Direction: Reproduce the records verbatim from the line containing "outline mulch bed, every instance" through the line containing "49), (232, 46)]", including both of those lines.

-------

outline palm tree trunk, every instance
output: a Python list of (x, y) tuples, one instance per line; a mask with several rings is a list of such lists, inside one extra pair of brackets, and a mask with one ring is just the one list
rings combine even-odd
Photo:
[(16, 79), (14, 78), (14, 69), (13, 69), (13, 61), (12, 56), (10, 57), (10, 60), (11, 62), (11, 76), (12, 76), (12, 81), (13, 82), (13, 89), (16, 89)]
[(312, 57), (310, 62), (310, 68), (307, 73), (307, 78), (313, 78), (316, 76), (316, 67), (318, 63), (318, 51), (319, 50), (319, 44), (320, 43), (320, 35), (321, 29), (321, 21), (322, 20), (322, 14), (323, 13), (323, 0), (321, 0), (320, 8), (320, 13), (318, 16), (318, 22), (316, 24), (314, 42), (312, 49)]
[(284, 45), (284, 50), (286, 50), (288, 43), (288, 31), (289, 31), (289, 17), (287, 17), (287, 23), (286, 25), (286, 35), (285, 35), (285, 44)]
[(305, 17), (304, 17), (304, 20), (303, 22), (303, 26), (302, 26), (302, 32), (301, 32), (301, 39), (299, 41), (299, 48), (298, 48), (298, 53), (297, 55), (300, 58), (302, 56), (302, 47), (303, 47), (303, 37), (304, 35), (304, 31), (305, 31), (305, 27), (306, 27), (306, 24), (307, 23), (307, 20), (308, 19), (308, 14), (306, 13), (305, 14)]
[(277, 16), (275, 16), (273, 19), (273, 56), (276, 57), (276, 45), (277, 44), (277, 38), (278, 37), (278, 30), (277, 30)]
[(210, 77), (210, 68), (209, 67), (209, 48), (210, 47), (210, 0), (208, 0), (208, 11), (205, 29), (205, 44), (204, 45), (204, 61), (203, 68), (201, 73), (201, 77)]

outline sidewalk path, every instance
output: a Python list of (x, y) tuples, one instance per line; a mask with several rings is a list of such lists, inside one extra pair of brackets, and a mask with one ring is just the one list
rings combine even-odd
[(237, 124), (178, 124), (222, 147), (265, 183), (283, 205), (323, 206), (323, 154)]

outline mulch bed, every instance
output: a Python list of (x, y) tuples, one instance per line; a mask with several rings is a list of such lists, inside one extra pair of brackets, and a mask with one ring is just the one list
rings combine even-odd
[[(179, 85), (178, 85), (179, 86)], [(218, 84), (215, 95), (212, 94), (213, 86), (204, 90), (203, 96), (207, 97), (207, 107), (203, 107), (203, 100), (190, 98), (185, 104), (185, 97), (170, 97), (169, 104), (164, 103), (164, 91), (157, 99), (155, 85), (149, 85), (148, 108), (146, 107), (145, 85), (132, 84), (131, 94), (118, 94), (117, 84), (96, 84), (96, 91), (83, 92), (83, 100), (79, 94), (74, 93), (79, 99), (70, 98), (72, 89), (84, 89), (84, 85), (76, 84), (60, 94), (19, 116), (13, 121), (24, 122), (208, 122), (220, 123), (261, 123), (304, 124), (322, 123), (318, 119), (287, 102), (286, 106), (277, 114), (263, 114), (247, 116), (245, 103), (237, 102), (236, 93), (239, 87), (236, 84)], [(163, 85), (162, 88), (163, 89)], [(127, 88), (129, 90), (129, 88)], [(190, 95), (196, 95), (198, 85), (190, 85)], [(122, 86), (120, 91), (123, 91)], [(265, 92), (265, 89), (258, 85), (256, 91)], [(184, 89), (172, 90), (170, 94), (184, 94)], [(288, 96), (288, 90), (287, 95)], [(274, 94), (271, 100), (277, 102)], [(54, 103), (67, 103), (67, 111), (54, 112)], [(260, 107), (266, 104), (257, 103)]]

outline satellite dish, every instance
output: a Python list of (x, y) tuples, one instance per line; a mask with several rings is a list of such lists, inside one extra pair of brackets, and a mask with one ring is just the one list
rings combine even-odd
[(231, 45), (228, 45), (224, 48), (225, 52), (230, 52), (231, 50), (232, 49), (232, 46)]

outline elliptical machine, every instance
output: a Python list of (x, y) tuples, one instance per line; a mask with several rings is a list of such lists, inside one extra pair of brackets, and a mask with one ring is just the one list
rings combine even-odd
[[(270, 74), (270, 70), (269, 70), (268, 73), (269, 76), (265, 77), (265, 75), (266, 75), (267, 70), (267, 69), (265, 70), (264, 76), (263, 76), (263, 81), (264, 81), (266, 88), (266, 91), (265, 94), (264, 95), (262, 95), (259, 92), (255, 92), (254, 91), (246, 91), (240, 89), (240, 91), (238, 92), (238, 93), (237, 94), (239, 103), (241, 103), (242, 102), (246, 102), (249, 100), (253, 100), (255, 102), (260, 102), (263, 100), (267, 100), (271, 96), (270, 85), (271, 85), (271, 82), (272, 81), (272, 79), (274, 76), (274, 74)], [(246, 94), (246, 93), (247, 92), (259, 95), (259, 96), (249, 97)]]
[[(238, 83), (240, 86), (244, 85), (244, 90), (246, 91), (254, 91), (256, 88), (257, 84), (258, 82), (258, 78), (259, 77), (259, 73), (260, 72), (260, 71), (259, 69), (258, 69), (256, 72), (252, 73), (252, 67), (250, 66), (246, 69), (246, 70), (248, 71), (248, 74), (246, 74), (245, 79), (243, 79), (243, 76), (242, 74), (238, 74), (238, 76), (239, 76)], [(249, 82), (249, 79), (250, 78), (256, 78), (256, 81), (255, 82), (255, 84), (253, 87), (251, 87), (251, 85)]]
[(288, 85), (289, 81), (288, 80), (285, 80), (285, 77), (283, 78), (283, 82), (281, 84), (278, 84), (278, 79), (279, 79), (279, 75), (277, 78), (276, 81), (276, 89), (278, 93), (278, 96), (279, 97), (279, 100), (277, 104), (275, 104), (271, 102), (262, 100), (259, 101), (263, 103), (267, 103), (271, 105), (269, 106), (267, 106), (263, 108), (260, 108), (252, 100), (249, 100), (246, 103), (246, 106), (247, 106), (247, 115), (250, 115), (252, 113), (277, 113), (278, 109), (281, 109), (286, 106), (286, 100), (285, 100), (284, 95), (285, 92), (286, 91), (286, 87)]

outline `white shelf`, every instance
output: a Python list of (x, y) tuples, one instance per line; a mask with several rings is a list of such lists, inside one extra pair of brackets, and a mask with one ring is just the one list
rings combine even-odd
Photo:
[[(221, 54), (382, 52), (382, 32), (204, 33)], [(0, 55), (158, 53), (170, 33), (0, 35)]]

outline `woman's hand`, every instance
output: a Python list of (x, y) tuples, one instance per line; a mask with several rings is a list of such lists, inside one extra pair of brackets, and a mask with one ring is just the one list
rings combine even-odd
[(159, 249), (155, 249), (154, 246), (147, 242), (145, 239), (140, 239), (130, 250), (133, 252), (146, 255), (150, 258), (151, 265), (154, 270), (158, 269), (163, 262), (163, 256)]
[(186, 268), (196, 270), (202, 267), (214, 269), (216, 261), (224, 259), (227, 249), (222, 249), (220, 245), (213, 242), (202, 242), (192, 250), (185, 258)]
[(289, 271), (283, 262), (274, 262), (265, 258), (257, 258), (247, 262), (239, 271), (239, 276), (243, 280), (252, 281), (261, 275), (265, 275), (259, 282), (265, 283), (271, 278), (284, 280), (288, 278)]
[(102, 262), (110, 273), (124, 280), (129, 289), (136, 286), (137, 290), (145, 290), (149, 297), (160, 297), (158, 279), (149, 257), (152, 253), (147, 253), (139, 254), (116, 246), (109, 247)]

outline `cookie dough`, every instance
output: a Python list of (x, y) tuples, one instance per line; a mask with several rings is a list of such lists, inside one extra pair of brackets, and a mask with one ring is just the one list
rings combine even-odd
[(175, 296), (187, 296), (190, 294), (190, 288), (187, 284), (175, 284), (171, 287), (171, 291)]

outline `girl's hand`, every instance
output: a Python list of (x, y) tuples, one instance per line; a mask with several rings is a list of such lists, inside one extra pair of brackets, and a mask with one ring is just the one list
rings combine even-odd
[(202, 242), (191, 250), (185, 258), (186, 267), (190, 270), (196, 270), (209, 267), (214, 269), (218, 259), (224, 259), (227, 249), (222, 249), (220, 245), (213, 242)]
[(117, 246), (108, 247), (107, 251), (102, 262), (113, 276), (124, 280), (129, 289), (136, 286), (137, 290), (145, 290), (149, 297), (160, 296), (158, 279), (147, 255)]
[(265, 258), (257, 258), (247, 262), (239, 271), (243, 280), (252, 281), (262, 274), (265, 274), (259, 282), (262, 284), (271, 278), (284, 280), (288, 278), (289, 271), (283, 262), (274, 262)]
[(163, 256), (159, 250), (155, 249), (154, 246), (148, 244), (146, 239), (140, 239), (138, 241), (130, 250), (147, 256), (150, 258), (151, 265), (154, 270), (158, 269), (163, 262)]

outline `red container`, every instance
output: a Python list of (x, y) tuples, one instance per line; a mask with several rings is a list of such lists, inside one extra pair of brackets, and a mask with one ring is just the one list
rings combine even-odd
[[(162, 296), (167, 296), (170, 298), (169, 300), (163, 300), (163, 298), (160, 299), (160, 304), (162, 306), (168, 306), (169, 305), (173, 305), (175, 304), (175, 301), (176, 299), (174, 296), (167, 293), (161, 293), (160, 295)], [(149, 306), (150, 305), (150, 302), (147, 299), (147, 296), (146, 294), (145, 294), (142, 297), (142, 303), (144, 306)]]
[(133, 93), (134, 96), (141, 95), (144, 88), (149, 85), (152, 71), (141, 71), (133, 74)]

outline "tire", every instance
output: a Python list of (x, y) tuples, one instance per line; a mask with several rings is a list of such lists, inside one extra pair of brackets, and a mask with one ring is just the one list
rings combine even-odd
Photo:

-------

The completed task:
outline mulch bed, every instance
output: a Python list of (x, y) tuples, one instance per line; a mask with several rings is a list of such lists, inside one extra pair of brackets, and a mask with one ring is just the one list
rings combine even-odd
[[(179, 85), (178, 85), (179, 86)], [(218, 84), (215, 95), (212, 94), (213, 86), (204, 90), (203, 96), (207, 97), (207, 107), (203, 107), (203, 100), (190, 98), (185, 104), (185, 97), (170, 97), (169, 104), (164, 103), (164, 91), (157, 99), (155, 85), (149, 85), (148, 108), (146, 107), (145, 85), (132, 84), (131, 94), (118, 94), (117, 84), (96, 84), (96, 91), (83, 92), (83, 100), (79, 94), (74, 93), (79, 99), (70, 98), (72, 89), (84, 89), (84, 85), (76, 84), (60, 94), (19, 116), (13, 121), (24, 122), (208, 122), (220, 123), (261, 123), (304, 124), (322, 123), (318, 119), (287, 102), (286, 106), (277, 114), (263, 114), (247, 116), (245, 103), (237, 102), (236, 93), (239, 87), (236, 84)], [(163, 85), (162, 88), (163, 89)], [(127, 88), (129, 90), (129, 88)], [(190, 95), (196, 95), (198, 85), (190, 85)], [(122, 86), (120, 91), (123, 91)], [(265, 92), (265, 89), (258, 85), (256, 91)], [(184, 89), (172, 90), (170, 94), (184, 94)], [(288, 96), (288, 90), (287, 95)], [(274, 94), (271, 100), (277, 102)], [(54, 103), (67, 103), (67, 111), (54, 112)], [(260, 107), (266, 104), (257, 103)]]

outline satellite dish, every instance
output: a Python list of (x, y) tuples, one instance per line; a mask with several rings is a list of such lists, inside one extra pair of brackets, and a mask with one ring is just the one list
rings combine even-odd
[(231, 45), (228, 45), (224, 48), (225, 52), (230, 52), (231, 50), (232, 49), (232, 46)]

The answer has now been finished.